* RECORDS SUPPLIED
■ ■ ■ ■ ■

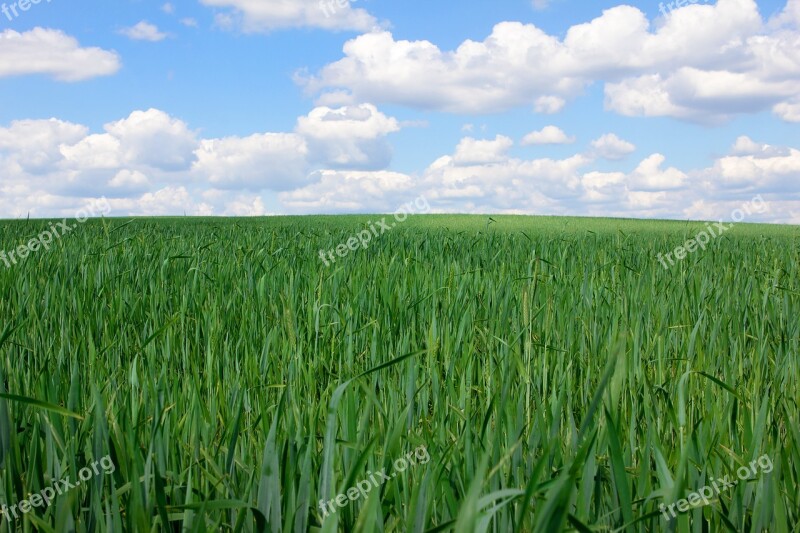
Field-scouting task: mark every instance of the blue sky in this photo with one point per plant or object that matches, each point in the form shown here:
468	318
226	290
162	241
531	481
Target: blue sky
254	107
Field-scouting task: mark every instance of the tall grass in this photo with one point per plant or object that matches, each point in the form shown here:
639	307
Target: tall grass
558	376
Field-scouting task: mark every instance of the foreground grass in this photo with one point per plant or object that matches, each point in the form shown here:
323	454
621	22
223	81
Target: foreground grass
558	377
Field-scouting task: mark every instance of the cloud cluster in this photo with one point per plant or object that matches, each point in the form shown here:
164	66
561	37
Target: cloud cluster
53	53
266	15
701	63
151	163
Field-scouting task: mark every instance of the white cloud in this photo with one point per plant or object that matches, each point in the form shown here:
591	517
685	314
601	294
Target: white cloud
155	139
609	146
275	161
788	111
343	190
650	177
129	181
266	15
702	63
473	151
547	135
53	53
144	31
549	105
350	137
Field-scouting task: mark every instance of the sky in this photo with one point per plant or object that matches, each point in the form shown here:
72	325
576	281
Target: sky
683	110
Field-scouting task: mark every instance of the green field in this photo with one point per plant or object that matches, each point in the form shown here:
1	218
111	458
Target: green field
556	375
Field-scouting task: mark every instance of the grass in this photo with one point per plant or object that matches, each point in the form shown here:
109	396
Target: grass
558	376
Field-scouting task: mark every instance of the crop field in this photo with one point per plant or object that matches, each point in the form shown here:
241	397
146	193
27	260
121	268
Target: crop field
456	373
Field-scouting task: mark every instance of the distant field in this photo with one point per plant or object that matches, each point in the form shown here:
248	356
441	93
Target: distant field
556	376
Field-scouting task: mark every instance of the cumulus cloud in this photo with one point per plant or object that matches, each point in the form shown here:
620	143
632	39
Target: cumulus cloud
547	135
611	147
53	53
474	151
351	137
703	63
144	31
266	15
274	161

■ ■ ■ ■ ■

* EXERCISE REQUIREMENTS
Tally the lines of the preceding listing in which the word "this" appears; state nothing but the total.

* ANSWER AREA
11